_Listed entries_:
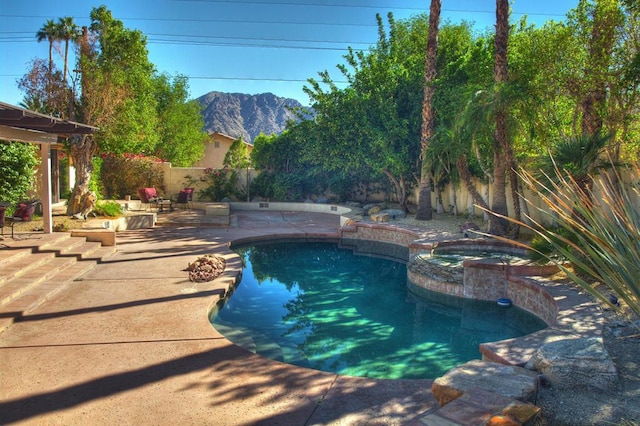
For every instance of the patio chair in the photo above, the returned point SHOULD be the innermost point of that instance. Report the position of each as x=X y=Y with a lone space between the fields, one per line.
x=185 y=198
x=23 y=212
x=148 y=197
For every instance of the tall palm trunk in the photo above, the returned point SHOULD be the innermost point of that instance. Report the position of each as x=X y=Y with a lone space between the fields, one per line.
x=83 y=148
x=425 y=210
x=500 y=72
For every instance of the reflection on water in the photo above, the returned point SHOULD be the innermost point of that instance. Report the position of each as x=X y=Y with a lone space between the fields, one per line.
x=319 y=306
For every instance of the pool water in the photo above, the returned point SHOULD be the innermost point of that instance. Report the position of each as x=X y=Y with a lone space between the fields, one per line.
x=317 y=305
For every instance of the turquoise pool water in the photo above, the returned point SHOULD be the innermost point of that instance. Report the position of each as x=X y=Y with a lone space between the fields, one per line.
x=320 y=306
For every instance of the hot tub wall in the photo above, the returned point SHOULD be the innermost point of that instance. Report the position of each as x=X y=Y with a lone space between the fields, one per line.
x=492 y=281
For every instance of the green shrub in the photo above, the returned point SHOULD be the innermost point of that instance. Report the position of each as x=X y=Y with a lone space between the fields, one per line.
x=18 y=163
x=123 y=174
x=220 y=184
x=108 y=209
x=597 y=231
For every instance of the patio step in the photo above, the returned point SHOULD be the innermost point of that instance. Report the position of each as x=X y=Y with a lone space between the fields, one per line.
x=32 y=271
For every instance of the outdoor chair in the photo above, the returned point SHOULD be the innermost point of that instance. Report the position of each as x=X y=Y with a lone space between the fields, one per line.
x=185 y=198
x=23 y=212
x=148 y=197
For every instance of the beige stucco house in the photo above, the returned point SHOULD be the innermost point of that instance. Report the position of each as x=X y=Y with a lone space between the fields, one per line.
x=216 y=149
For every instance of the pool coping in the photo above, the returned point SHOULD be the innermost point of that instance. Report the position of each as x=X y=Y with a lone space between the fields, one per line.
x=574 y=315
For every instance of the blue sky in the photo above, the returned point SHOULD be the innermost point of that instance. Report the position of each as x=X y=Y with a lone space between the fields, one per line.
x=243 y=46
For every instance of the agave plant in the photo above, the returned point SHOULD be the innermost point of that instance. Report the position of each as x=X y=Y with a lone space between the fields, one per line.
x=596 y=231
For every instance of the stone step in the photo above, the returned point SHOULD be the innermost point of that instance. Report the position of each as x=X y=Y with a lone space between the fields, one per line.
x=26 y=281
x=9 y=256
x=21 y=265
x=77 y=247
x=35 y=271
x=482 y=393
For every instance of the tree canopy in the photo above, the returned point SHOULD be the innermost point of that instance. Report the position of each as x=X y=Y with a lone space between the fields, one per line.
x=557 y=82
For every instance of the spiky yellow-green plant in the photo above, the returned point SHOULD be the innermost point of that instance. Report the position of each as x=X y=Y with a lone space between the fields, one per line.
x=597 y=230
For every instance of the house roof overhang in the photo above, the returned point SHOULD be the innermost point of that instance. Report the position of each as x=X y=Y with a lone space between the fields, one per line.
x=19 y=124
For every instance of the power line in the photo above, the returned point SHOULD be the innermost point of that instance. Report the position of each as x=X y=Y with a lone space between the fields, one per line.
x=276 y=3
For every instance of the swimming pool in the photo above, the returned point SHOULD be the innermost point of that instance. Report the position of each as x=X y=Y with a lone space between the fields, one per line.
x=317 y=305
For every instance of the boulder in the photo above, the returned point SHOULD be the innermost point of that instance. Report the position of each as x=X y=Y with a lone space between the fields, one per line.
x=575 y=363
x=379 y=217
x=394 y=213
x=469 y=226
x=373 y=210
x=507 y=380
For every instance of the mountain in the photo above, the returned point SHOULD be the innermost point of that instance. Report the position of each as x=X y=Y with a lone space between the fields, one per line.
x=238 y=114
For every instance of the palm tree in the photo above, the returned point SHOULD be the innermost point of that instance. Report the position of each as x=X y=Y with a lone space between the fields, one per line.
x=67 y=31
x=425 y=211
x=49 y=32
x=501 y=144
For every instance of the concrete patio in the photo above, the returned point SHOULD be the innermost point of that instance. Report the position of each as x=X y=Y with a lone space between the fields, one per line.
x=130 y=343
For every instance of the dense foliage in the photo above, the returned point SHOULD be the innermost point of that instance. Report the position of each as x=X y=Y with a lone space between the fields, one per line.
x=116 y=88
x=572 y=79
x=17 y=168
x=123 y=174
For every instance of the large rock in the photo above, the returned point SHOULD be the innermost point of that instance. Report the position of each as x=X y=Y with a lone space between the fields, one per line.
x=576 y=362
x=507 y=380
x=394 y=213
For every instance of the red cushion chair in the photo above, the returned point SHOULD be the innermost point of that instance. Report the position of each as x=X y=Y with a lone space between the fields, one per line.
x=148 y=196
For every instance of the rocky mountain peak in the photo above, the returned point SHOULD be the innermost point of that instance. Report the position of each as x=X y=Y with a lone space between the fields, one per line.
x=239 y=114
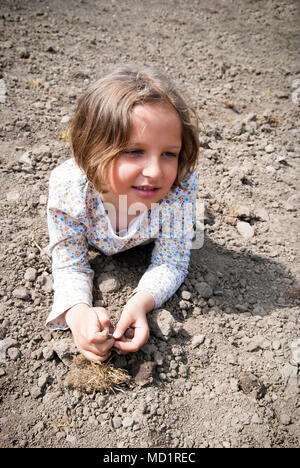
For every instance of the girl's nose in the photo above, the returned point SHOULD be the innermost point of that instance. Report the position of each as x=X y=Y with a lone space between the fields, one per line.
x=152 y=168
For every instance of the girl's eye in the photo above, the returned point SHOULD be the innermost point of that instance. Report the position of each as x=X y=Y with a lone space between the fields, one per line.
x=133 y=151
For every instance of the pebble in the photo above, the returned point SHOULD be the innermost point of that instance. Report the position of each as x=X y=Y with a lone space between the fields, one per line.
x=127 y=422
x=245 y=229
x=197 y=340
x=25 y=158
x=204 y=290
x=162 y=323
x=30 y=274
x=21 y=293
x=4 y=346
x=295 y=350
x=269 y=148
x=65 y=350
x=2 y=92
x=13 y=353
x=13 y=196
x=108 y=283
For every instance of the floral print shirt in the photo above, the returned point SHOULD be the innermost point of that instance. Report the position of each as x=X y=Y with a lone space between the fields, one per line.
x=77 y=218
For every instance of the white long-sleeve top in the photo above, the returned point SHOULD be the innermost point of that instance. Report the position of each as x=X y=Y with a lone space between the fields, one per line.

_Work order_: Repeat everything in the entries above word for word, excluding the images.

_Answer box_:
For every instance of the patio chair in the photo above, the returned point SHOULD be the innermost point of that instance. Report the position of each as x=X y=Y with a lone space between the fields, one per line.
x=185 y=198
x=23 y=212
x=148 y=197
For every instance of the tall palm trunk in the photo above, the returned point SHOULD be the innermost point of that instance. Report the position of each as x=X y=Y with a lone space between the fields, one per line.
x=83 y=148
x=425 y=210
x=500 y=72
For every instance of the reflection on water in the photo above, the returned point SHOULD be the innermost point of that instance. Report the position of each as x=X y=Y with a lone space between the fields, one per line.
x=319 y=306
For every instance of the pool water in the photo above, the returned point SHOULD be the innermost point of that instance. Report the position of each as x=X y=Y with a lone space between the fields, one per line.
x=317 y=305
For every instance of the turquoise pool water in the photo above, the returned point SHOULD be the innermost point of that instance. Report the position of each as x=X y=Y with a lone space between the fields, one per line.
x=320 y=306
For every instance of the hot tub wall in the photo above, the returned point SHOULD be the innermost point of that instance. Report the position of each as x=X y=Y with a lone space between the fields, one per line.
x=492 y=281
For every instance of the green shrub in the photo above, the returned point SHOULD be the innermost point of that instance. Report the position of each as x=X y=Y with a lone space between the fields, one per line.
x=18 y=163
x=123 y=174
x=220 y=184
x=108 y=209
x=597 y=231
For every instance of the patio step in the photo above, the returned point SHOULD be the innermost point of that instance. Report the position of each as x=X y=Y with a lone space between the fields, one per line.
x=32 y=271
For every instance of the outdoor chair in the photo above, the returned point SHOULD be the innermost point of that instance. Report the position of each as x=X y=Y with a lone space between the fields, one per line.
x=185 y=198
x=23 y=212
x=148 y=197
For every instance of the beige stucco house in the photo above, the returned point SHOULD be the innermost point of that instance. Report the position of each as x=X y=Y with a lone space between the fields, one per line.
x=216 y=149
For every instance of the pool coping in the photo above, the returned point SHOULD be the innermost point of that instance. Report the position of each as x=X y=Y with a lone space between the fields, one per line.
x=574 y=315
For every instance of the blue sky in the photo above, the returned point SHOULD be the innermost point of that instance. Report the position of each as x=X y=Y with a lone space between the fields, one per line.
x=243 y=46
For every instance of the agave plant in the photo above, the returned point SHOULD be the innermost point of that instance. Report the position of each as x=X y=Y with a lone space between the fields, one per line.
x=596 y=231
For every instance of the stone step in the photo above, the returned point SHOULD be the innermost point of that instance. Report the position of each as x=X y=Y with a lone space between the fields, one per line.
x=26 y=281
x=9 y=256
x=21 y=265
x=77 y=247
x=35 y=271
x=482 y=393
For every instance of the tree canopy in the photo above, the returned point SHOULD be the innermost point of that instance. Report the position of each as x=X y=Y with a lone space between the fields, one per line.
x=557 y=82
For every instance of the spiky yellow-green plant in the photo above, the returned point SHOULD be the innermost point of that instance. Report the position of each as x=X y=Y with a lone space between the fields, one per line.
x=597 y=230
For every instance of the house roof overhang in the photo above, the returned point SHOULD be the innermost point of that instance. Report the position of each as x=X y=Y with a lone space between the fields, one per line.
x=19 y=124
For every instance of the power line in the photo above, the returned point SHOULD be the innermost point of that instance. Report the position of each as x=X y=Y with a lone space between the fields, one per line.
x=276 y=3
For every instance of the swimming pool in the photo above, the returned point SHOULD be the innermost point of that instance. Report the position of each as x=X y=Y with a lone space between the fields, one per line.
x=317 y=305
For every instance of the boulder in the photo above, the returned point SHOULD be the innermost point of that instance. Report the position of each as x=X y=Y with a lone space between the fields, one per line.
x=575 y=363
x=379 y=217
x=394 y=213
x=469 y=226
x=373 y=210
x=507 y=380
For every instance of the mountain in the photo above, the returned point SHOULD be the innermost point of that instance. Report the position of each as x=X y=Y with a lone space between the fields, one per line.
x=238 y=114
For every instance of the palm tree in the photo above, the returned point SHOULD be the innermost point of that instance. Report the position of each as x=X y=Y with a lone space between the fields, one per line.
x=67 y=31
x=425 y=211
x=49 y=32
x=501 y=144
For every instance of the concrete patio in the photo above, the returned point SHOULD be the innermost point of that instance. Report the position of each as x=X y=Y with a lone space between the fields, one per line.
x=130 y=343
For every instance of the dense foliage in the photo above, the returned point SHOULD be the innermost point of that instance. Report the position of each as x=X y=Y with a lone space between the fields, one per line.
x=116 y=88
x=572 y=79
x=17 y=168
x=123 y=174
For every instance of the large rock in the photo above, the returned point SHOULD be the innermost point of that instance. Report the position of each as x=X y=Y with a lone space between the fields, one per line.
x=576 y=362
x=507 y=380
x=394 y=213
For every instance of the red cushion chair in the photo above, the returned point SHOULD be the innermost point of that instance. Report the position of each as x=X y=Y with a lone space between the fields, one per line.
x=148 y=196
For every instance of the rocky mountain peak in the photo above, the returned point SHOULD be the innermost point of that instance. Report the position of each as x=X y=Y with a lone space between the fields, one per line.
x=239 y=114
For every instance of the girl's nose in the photo above, the returned point SHOULD be the innermost point of that instance. Report the position of each as x=X y=Y with a lone space between the fields, one per line.
x=152 y=168
For every instance of the girl's eye in the photo above, the returned point SHOULD be the innermost point of that instance. Report the position of each as x=X y=Y with a lone space between the fields, one per line.
x=133 y=151
For every instance of the pebble in the photo above, the returned point SHOULD be the innermost point of that instance. Report the position of each as x=X y=Y with a lone space between the fields, one per line.
x=127 y=422
x=245 y=229
x=197 y=340
x=25 y=158
x=204 y=290
x=162 y=323
x=30 y=274
x=21 y=293
x=4 y=346
x=295 y=350
x=269 y=148
x=65 y=350
x=2 y=92
x=13 y=353
x=13 y=196
x=108 y=283
For every instance of the floral print shirt in the photo above, the returned point SHOULD be the innermost point of that instance. Report the position of each as x=X y=Y with a lone space between the fields, one per line.
x=77 y=218
For every instance of the white long-sleeve top in the photo above, the returned point SHOULD be the innermost point of that instance. Report the position of each as x=X y=Y with a lone space between the fields, one per line.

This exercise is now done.